-- Start of SUPPLIED ENTRIES --

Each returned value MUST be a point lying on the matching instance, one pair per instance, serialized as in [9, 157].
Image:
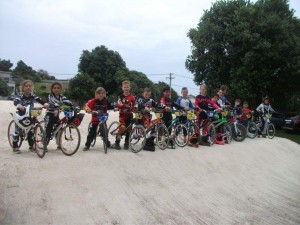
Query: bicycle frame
[28, 114]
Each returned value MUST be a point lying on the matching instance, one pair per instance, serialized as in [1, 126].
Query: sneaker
[195, 145]
[15, 144]
[149, 148]
[86, 148]
[16, 150]
[172, 146]
[126, 146]
[116, 146]
[31, 149]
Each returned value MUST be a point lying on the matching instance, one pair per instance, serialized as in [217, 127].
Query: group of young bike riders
[127, 105]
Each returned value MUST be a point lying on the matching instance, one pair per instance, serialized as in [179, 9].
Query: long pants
[16, 136]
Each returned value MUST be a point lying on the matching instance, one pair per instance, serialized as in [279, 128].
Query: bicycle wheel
[10, 134]
[180, 132]
[94, 140]
[112, 130]
[162, 137]
[39, 141]
[69, 139]
[270, 130]
[239, 132]
[104, 136]
[137, 138]
[211, 134]
[227, 133]
[193, 129]
[252, 130]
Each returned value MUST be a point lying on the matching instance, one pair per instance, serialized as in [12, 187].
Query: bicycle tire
[162, 137]
[66, 137]
[228, 133]
[10, 132]
[240, 134]
[180, 132]
[104, 137]
[211, 134]
[112, 130]
[137, 138]
[39, 140]
[271, 130]
[97, 131]
[193, 128]
[252, 130]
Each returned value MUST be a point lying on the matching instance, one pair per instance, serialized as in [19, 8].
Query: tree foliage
[161, 85]
[4, 88]
[81, 88]
[106, 68]
[23, 72]
[5, 65]
[254, 48]
[44, 75]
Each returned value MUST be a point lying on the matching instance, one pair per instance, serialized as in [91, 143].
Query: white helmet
[25, 120]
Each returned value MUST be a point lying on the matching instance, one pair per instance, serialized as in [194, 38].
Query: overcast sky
[150, 35]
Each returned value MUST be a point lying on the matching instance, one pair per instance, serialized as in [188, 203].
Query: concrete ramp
[254, 182]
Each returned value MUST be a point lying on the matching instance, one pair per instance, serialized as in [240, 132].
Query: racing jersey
[23, 100]
[205, 102]
[142, 103]
[98, 105]
[125, 103]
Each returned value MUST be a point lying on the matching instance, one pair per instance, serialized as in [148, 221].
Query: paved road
[254, 182]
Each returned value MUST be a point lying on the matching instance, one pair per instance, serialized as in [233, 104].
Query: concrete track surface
[253, 182]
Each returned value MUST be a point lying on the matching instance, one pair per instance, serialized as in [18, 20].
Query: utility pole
[170, 82]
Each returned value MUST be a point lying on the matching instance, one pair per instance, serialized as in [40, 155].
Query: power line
[170, 80]
[184, 76]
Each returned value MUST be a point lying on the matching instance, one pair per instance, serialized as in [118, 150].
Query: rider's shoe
[149, 148]
[126, 145]
[16, 150]
[86, 148]
[116, 146]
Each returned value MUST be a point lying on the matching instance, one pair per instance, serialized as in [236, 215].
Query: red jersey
[167, 102]
[245, 112]
[125, 103]
[98, 105]
[205, 102]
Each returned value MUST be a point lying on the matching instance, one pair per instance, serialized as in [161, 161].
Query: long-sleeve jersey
[223, 101]
[125, 103]
[53, 101]
[23, 100]
[185, 103]
[245, 112]
[167, 102]
[204, 102]
[237, 110]
[98, 105]
[142, 103]
[265, 108]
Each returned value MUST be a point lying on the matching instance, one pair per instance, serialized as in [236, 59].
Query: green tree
[81, 88]
[107, 69]
[44, 75]
[23, 72]
[102, 65]
[253, 48]
[161, 85]
[138, 81]
[4, 89]
[5, 65]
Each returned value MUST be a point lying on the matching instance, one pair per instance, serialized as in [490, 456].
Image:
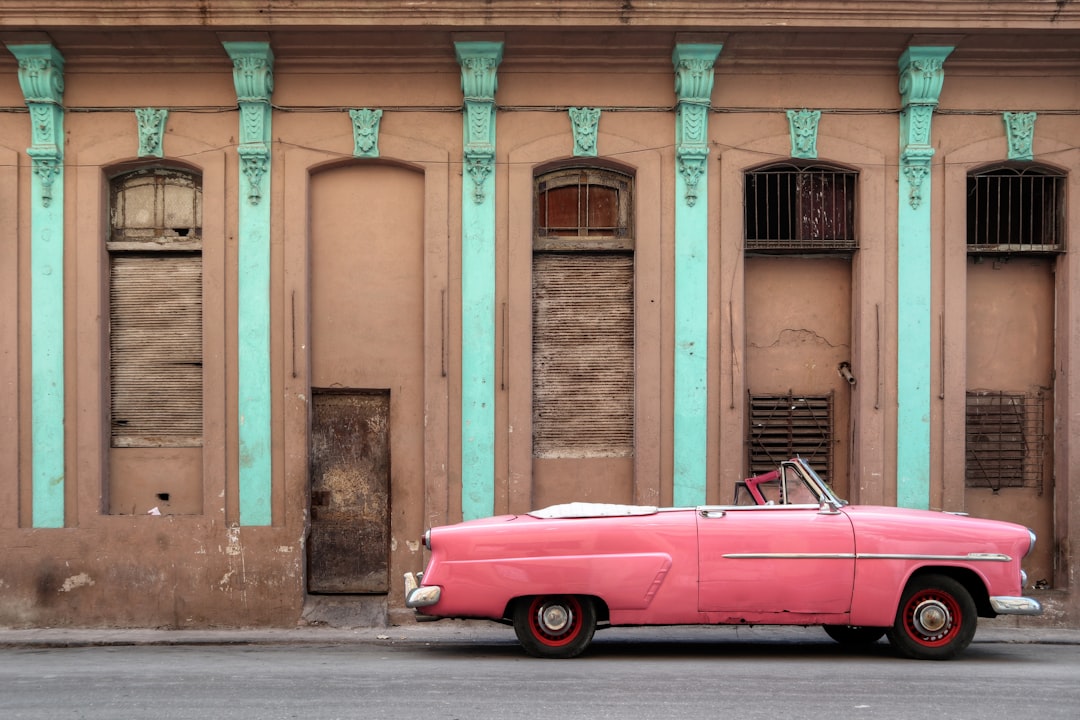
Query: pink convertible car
[786, 553]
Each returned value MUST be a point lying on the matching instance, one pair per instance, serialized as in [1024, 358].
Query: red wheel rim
[555, 622]
[932, 617]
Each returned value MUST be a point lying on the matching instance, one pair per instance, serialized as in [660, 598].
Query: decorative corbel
[253, 77]
[693, 86]
[584, 123]
[480, 60]
[921, 77]
[41, 78]
[365, 132]
[804, 128]
[151, 131]
[1020, 130]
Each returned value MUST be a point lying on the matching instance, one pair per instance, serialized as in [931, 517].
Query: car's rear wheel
[555, 625]
[936, 619]
[854, 636]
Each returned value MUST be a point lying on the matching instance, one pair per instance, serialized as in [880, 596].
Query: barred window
[1004, 439]
[783, 426]
[799, 207]
[1016, 208]
[583, 314]
[154, 250]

-- End of SUPPLIED ENTRIES --

=== SET EXERCISE ===
Exactly the lines from the line with "in [236, 215]." through the last line of the listing, both included, should be extracted, and the pictures left behind.

=== ANSWER IN FULL ===
Each returned value MUST be a point lying on the matching instance, one pair per instance, serialized as in [236, 215].
Query: red jersey
[167, 102]
[245, 112]
[125, 103]
[98, 105]
[205, 102]
Each returned value MUST be a point lying on the matching instance, one pair per instance, serialized as in [161, 161].
Query: long-sleeve jersey
[223, 101]
[125, 103]
[53, 101]
[23, 100]
[185, 103]
[245, 112]
[167, 102]
[204, 102]
[237, 110]
[98, 105]
[142, 103]
[265, 108]
Each returned value MUST be a point lying on the matching instance, one pair per instance, serialized as in [236, 59].
Query: green tree
[81, 88]
[107, 69]
[44, 75]
[23, 72]
[102, 65]
[253, 48]
[161, 85]
[138, 81]
[4, 89]
[5, 65]
Each returned value MUST be a point lying on the matching instance, one pair per instance, serialized as in [490, 456].
Image:
Query: pink convertible car
[786, 553]
Each returned value MUST be a point lying on the matching instance, one pair per instance, serialized as in [1024, 358].
Query: red wheel rim
[555, 622]
[932, 617]
Each returned value MUST be a point lying on the matching instance, one pair per instance, serialized as in [660, 598].
Query: decorative corbel
[253, 77]
[693, 86]
[584, 123]
[480, 60]
[921, 77]
[41, 78]
[365, 132]
[804, 128]
[151, 131]
[1020, 130]
Each returned value MUST be a point lying on the matching instance, one pair per instance, serialized as in [931, 517].
Query: car's rear wheel
[555, 625]
[936, 619]
[854, 636]
Each returned value MUST be a point lying on the matching instance, one pair per instance, serialized as in [880, 596].
Query: barred window
[1004, 439]
[783, 426]
[799, 207]
[1016, 208]
[583, 314]
[154, 250]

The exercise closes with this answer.